TASK DETAILS –
Pick out every line in the rows below that contains the word "plate", and copy each one.

EXERCISE INPUTS –
◆ ◆ ◆ ◆ ◆

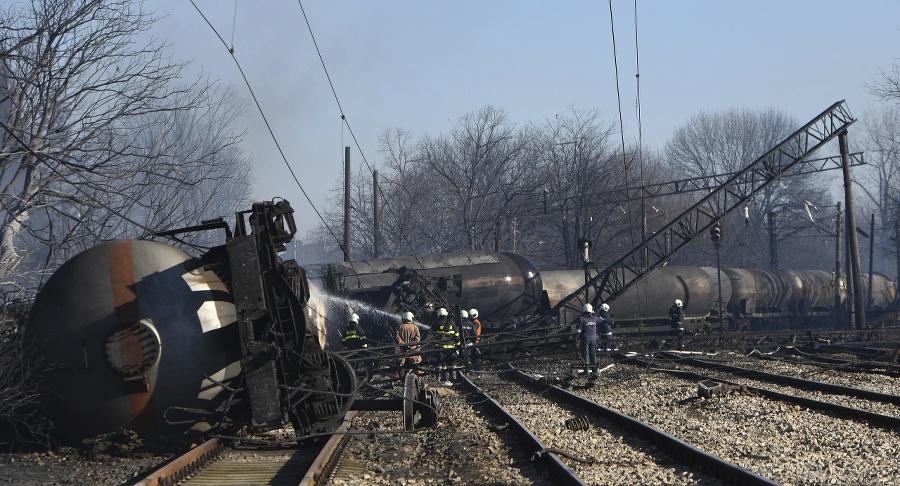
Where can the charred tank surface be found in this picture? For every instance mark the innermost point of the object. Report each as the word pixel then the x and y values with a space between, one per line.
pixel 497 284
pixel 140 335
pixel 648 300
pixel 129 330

◆ ◆ ◆ ◆ ◆

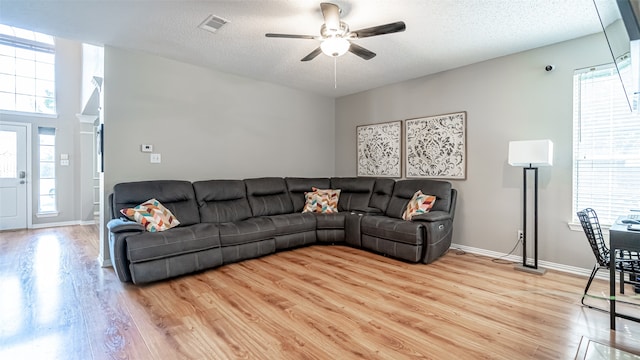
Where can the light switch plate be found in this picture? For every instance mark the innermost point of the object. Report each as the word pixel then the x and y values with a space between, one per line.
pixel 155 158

◆ ◆ ◆ ◆ ◆

WRITTEN RESPONSE –
Where can the light switch plate be found in this picture? For every instance mark the innermost point of the object. Report each as the word pixel then the x and y values with a space between, one per line.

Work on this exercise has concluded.